OBJECTIVE: Write out the material below word for word, starting from its first line and ending with the line that contains "top-left (381, 0), bottom-right (835, 362)", with both of those lines included.

THE INPUT:
——

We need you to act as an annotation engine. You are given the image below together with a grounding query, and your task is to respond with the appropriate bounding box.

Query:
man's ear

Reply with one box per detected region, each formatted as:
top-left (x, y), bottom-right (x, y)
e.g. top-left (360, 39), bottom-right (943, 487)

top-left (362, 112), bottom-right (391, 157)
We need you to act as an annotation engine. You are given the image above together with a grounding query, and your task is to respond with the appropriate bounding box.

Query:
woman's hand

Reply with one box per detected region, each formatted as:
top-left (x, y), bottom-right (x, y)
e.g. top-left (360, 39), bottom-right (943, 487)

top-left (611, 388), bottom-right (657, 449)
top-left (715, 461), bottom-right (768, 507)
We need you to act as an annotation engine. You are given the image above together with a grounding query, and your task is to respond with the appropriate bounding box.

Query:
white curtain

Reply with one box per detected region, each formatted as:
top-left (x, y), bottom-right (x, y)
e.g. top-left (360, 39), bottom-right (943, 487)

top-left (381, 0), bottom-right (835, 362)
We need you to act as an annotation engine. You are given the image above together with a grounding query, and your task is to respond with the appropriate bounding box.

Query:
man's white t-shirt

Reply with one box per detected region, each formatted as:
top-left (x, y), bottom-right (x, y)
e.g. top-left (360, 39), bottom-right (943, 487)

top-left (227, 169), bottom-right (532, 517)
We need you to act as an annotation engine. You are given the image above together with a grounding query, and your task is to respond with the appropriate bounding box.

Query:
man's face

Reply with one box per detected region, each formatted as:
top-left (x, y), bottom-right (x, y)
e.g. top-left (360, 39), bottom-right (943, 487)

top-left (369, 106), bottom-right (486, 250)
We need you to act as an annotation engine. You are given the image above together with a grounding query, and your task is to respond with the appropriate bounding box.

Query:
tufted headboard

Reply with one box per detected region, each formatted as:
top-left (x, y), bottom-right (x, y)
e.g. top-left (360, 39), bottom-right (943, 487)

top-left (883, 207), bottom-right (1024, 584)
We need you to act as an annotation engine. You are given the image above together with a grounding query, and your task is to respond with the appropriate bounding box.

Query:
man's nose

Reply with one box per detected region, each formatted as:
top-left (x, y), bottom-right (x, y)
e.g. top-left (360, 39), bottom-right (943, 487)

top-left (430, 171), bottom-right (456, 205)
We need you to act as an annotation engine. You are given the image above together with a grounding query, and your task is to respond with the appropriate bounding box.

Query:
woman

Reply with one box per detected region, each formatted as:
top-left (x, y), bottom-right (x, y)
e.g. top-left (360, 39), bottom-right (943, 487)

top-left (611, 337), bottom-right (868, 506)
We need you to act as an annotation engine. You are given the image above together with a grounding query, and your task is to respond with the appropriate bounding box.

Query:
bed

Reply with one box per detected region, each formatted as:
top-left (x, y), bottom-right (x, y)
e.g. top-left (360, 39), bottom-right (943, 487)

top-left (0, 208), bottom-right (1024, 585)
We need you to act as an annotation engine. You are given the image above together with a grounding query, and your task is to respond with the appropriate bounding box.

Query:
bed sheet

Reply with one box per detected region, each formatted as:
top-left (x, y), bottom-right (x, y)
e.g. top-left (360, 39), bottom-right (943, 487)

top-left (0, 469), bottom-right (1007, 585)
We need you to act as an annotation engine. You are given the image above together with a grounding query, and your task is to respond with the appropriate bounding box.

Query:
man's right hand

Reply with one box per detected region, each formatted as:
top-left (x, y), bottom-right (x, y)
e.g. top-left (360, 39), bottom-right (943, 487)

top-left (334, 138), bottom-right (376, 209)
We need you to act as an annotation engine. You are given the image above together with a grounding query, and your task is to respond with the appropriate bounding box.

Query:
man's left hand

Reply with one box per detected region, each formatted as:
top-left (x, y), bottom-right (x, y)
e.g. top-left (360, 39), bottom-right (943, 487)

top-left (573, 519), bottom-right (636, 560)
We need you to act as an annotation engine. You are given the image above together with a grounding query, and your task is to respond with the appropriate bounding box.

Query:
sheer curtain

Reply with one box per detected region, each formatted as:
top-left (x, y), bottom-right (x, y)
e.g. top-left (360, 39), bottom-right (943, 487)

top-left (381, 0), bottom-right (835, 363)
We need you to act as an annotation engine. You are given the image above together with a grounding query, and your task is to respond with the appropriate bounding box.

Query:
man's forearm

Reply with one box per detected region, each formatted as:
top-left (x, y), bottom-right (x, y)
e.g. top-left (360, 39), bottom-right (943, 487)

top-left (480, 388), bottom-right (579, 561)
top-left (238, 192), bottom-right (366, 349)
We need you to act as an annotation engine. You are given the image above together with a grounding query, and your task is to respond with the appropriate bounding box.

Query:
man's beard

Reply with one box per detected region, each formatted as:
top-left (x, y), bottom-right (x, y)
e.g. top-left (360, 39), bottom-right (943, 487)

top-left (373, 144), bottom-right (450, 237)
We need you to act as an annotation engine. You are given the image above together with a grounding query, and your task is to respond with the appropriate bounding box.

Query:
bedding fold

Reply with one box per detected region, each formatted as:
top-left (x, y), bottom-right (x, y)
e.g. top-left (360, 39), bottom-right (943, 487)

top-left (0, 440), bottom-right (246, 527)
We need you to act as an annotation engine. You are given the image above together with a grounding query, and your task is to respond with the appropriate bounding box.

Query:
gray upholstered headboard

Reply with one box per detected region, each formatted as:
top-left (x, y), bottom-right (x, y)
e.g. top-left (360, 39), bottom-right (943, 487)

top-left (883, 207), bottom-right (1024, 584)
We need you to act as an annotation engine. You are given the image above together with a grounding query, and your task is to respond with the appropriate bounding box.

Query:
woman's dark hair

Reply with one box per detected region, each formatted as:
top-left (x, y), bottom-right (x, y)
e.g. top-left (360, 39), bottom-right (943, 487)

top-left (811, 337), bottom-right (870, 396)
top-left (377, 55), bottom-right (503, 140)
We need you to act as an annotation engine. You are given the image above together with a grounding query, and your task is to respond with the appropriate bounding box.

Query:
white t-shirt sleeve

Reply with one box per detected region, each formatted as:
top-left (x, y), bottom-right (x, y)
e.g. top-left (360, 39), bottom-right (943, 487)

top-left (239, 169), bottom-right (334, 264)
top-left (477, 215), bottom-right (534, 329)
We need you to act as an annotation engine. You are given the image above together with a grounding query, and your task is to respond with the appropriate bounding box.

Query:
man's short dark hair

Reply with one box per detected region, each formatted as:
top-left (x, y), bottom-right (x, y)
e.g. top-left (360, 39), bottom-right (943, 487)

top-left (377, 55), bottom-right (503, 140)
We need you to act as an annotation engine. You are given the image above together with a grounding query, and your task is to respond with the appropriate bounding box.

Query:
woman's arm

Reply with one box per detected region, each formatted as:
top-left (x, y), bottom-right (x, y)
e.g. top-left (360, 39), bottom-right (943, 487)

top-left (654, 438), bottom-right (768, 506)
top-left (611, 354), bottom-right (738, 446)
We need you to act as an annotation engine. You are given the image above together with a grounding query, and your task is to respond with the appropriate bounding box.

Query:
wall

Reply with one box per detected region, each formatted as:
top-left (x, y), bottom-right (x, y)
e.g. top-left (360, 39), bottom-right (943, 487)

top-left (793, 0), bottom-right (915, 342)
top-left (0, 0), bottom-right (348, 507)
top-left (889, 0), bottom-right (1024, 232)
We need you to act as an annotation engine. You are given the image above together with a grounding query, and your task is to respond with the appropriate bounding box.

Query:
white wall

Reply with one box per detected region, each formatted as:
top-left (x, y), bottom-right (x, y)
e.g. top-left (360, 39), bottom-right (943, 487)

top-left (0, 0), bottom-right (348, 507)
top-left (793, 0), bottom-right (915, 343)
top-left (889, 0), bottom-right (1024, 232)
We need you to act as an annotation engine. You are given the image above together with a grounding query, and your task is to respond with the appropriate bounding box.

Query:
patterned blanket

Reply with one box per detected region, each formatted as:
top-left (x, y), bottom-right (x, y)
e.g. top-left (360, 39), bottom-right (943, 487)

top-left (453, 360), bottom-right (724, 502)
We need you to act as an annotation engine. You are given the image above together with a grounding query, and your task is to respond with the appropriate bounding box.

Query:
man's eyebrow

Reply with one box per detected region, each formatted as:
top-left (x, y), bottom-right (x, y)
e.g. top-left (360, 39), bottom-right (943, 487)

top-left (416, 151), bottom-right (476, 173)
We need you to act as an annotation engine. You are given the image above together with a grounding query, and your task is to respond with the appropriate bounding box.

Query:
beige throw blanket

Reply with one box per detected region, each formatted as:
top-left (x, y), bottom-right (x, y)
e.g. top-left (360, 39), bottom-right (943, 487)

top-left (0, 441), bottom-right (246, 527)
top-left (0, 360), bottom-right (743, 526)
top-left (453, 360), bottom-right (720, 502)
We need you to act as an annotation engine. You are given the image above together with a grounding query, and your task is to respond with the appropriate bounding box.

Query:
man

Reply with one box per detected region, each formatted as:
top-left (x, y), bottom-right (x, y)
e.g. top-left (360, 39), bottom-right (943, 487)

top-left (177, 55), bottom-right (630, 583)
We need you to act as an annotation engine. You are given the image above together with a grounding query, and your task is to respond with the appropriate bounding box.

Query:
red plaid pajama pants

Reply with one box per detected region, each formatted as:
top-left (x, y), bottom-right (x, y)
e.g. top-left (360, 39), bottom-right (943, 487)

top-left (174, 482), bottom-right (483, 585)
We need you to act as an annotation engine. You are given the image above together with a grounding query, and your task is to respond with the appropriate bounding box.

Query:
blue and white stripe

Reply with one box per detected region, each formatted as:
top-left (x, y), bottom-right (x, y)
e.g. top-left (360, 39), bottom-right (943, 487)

——

FINAL ANSWER:
We need you to act as an annotation engine. You are given the image below together with a grounding query, and your task is to respond with the appropriate bounding box.

Query:
man's ear

Reply with one box per detected region, each formatted as:
top-left (x, y), bottom-right (x, y)
e.g. top-left (360, 39), bottom-right (943, 487)

top-left (362, 112), bottom-right (391, 157)
We need you to act as an annotation engine. You are given the image above together with a grounding query, and your task is to respond with the appropriate bounding box.

Query:
woman's hand

Reply with one box per detected region, each formatted as:
top-left (x, y), bottom-right (x, y)
e.g. top-left (360, 39), bottom-right (943, 487)

top-left (611, 388), bottom-right (657, 449)
top-left (715, 461), bottom-right (768, 507)
We need you to act as an annotation engine. You are given the image above together with a grounding query, and your task is to respond with the appropriate bounding box.

Query:
white curtain

Reply with one box per detected region, each formatted as:
top-left (x, y), bottom-right (x, y)
e.g. top-left (360, 39), bottom-right (943, 487)

top-left (381, 0), bottom-right (835, 362)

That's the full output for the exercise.